» Yapılacak işler:
1. Aşağıdaki yazma üzerine yazıya göre şu cümleler doğru mu: (a) Yazar bugün blog okumayı rahatça yapabildi. (b) Yazar eskiden boş vakitlerinde bloglarda gezip yeni yazarlar keşfetmeyi severdi. (c) Yazara göre internette yazı yayınlamak, Facebook'ta arkadaşının duvarına bir şey yazmakla aynıdır. Her biri için evet ya da hayır deyip yazıdaki belirleyici sözleri aynen aktar.
2. Aşağıdaki yazma üzerine yazıda, blogdan haberi olmayan çocuklar hangi uygulama sayesinde uzun uzun bir şeyler yazmaya başlamış?
3. Aşağıdaki yazma üzerine yazıdan "Bu gün oturup" ile başlayıp "kirlilik oluştu sanki." sözlerine kadar giden kısmı olduğu gibi tekrarla.

» Metinden bölüm:
=====
14 Şubat 2011 Pazartesi

Yazmak

Bu gün oturup biraz blog okumaya çalıştım. Yapamadım, nedense artık fazla geliyor... Eskiden çok olmasa da boş vakitlerimde bloglar arasında gezip yeni yazılar yazarlar keşfetmeyi severdim. Şimdi ise artık -bilmiyorum bana mı öyle geliyor- İnternet o kadar çok doldu ki bu tip içerikle kirlilik oluştu sanki.

İlginçtir, blog nedir nasıl yazılır yok wordpress nedir falan filandan haberi olmayan çocuklar Facebook'un Notlar uygulaması sayesinde uzun uzadıya bir şeyler karalamaya, arkadaşlarına bakın ben ne yazdım demeye başladılar. Meğer ne çok şeyi varmış herkesin söyleyecek. Bu güzel tabi bir yerde kendini ifade etmek önemli, ama konum bu değil. Bu insanların cesaretleri beni hayran bırakıyor daha çok. İnternet üzerinden bir yazıyı yayınlamak bana çok ciddi bir şeymiş gibi geliyor. Yani Facebook'da arkadaşının duvarına birşey yazmak gibi değil yazı yayınlamak. Hadi şu masanın etrafına oturun ve söyleyeceklerimi dinleyin demek gibi bir şey. Bir kürsüye çıkıp, tanıdığın tanımadığın bir sürü insana vaaz vermek gibi.
=====
» Veri içeriği:
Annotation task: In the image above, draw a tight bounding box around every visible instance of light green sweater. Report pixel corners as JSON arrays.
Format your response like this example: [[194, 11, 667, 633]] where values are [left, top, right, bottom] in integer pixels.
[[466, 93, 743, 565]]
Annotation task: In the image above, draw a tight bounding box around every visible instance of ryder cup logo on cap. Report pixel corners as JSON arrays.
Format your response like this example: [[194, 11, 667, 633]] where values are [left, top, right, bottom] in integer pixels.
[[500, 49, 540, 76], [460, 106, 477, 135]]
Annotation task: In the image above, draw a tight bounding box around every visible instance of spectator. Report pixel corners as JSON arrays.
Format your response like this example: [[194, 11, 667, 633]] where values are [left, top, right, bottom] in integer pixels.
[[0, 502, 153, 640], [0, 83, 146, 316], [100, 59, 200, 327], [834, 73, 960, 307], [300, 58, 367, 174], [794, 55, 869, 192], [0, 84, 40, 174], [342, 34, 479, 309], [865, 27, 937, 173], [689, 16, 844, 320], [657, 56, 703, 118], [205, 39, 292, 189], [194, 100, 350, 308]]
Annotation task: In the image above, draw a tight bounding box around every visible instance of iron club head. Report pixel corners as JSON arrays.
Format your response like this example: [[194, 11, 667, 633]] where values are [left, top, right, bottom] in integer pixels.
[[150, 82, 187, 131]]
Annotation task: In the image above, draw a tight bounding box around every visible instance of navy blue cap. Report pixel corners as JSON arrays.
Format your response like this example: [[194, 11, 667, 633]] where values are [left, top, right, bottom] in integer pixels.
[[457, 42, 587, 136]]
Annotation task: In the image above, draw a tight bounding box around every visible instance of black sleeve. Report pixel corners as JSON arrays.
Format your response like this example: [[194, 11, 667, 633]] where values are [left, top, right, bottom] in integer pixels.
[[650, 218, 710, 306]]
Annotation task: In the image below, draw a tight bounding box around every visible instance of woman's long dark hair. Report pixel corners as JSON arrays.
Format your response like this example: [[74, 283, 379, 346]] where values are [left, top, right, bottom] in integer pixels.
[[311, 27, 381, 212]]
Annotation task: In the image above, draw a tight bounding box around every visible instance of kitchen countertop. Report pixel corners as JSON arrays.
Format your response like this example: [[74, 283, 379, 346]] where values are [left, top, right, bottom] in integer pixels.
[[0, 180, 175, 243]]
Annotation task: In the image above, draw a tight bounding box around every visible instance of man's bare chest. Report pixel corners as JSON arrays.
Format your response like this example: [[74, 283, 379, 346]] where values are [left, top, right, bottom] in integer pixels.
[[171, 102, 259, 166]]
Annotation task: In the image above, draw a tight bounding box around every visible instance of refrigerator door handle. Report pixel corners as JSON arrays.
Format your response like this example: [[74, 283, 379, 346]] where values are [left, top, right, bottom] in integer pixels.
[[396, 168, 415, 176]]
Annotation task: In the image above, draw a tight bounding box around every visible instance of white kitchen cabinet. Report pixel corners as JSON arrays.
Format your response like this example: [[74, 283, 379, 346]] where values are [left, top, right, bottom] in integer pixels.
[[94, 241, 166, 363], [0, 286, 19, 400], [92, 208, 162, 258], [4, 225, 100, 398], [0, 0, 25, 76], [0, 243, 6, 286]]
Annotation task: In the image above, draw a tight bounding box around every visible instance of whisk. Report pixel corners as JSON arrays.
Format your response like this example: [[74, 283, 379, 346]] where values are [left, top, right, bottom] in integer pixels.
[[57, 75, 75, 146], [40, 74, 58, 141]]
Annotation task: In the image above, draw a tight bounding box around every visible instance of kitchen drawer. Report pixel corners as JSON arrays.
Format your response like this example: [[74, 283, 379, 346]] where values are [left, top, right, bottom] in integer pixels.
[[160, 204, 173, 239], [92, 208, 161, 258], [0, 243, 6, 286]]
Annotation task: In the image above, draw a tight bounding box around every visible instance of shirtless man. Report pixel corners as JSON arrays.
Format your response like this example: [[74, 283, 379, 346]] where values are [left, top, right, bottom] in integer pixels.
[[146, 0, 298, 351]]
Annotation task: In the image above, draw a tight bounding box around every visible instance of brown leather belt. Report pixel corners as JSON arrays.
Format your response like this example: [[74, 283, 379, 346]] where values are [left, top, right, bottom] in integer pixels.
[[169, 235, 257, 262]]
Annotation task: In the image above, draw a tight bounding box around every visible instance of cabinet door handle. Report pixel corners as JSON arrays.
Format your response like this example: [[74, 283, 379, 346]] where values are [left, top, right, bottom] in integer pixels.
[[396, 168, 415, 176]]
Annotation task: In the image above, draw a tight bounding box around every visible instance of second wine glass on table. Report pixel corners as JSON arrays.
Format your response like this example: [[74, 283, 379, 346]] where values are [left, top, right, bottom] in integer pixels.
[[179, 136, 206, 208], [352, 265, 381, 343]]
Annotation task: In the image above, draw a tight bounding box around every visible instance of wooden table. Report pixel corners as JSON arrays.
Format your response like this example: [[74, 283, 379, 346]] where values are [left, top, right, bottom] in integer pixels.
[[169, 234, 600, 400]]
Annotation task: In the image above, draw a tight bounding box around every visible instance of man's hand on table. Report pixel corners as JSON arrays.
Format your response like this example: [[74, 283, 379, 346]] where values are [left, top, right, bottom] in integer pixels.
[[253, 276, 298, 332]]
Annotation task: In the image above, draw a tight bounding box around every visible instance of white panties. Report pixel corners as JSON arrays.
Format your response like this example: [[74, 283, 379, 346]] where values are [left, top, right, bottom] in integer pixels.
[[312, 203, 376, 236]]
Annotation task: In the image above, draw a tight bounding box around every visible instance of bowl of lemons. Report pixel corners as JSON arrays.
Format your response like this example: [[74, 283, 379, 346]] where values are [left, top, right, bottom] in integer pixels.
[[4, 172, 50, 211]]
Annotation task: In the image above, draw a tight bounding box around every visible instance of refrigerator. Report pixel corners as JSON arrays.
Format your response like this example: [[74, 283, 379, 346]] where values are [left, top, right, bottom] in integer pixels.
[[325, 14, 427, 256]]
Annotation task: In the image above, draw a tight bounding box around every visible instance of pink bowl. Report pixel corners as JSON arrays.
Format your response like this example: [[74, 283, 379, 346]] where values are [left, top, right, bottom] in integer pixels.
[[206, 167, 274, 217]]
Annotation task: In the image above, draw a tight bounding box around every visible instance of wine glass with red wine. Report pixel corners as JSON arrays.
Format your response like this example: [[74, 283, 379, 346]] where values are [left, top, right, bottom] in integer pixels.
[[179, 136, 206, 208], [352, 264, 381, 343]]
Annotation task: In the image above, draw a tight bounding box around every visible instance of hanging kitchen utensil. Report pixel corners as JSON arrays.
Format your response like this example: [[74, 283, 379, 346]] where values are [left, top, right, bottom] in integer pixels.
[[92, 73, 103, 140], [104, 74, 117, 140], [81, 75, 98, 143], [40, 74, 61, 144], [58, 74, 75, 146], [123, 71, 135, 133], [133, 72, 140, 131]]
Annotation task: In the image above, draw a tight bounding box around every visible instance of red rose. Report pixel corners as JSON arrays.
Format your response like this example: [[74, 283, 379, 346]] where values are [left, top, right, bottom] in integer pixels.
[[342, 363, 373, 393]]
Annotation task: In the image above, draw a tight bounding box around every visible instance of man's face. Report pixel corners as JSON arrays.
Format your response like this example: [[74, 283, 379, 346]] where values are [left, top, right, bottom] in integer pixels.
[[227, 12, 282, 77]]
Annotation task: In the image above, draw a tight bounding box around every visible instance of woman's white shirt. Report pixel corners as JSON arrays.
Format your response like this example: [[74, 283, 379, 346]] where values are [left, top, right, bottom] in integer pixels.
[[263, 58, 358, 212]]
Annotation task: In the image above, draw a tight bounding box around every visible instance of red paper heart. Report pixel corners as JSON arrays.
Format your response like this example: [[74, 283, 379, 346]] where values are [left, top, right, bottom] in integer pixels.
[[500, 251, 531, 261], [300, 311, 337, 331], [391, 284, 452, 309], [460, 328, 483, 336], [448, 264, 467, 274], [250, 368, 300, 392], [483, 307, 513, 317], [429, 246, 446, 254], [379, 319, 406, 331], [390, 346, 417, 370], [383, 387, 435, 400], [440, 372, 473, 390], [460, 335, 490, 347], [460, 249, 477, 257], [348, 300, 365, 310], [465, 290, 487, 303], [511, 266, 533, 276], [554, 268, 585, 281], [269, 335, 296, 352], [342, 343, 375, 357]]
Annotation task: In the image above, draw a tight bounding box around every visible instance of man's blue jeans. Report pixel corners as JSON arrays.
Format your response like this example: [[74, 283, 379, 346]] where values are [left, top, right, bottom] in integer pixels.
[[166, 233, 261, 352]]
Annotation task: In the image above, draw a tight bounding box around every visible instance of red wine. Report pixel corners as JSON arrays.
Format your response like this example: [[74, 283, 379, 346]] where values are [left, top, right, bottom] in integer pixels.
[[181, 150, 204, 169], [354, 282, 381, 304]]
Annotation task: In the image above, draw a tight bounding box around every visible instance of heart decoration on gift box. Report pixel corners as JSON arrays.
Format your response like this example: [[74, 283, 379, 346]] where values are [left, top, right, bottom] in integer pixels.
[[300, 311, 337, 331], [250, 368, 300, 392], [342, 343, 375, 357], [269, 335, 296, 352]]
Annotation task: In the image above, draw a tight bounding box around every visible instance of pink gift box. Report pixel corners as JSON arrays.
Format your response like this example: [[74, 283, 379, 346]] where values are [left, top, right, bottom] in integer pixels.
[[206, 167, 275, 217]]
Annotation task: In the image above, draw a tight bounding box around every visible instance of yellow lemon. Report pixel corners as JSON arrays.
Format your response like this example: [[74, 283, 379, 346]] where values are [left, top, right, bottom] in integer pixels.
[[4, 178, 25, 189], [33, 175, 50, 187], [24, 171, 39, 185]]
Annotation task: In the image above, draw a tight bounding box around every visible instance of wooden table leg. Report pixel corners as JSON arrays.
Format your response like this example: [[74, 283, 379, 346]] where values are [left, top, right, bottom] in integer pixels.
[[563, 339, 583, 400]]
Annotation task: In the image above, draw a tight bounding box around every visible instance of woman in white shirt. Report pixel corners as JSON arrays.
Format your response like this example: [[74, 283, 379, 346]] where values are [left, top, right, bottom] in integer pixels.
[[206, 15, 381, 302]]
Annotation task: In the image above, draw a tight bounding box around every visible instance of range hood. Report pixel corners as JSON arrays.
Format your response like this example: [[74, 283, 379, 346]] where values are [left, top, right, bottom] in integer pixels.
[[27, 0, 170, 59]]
=====
» Sırayla cevaplar:
1.
(a) Hayır: "Yapamadım, nedense artık fazla geliyor..."
(b) Evet: "Eskiden çok olmasa da boş vakitlerimde bloglar arasında gezip yeni yazılar yazarlar keşfetmeyi severdim."
(c) Hayır: "Yani Facebook'da arkadaşının duvarına birşey yazmak gibi değil yazı yayınlamak."

2. Facebook'un Notlar uygulaması sayesinde.

3.
Bu gün oturup biraz blog okumaya çalıştım. Yapamadım, nedense artık fazla geliyor... Eskiden çok olmasa da boş vakitlerimde bloglar arasında gezip yeni yazılar yazarlar keşfetmeyi severdim. Şimdi ise artık -bilmiyorum bana mı öyle geliyor- İnternet o kadar çok doldu ki bu tip içerikle kirlilik oluştu sanki.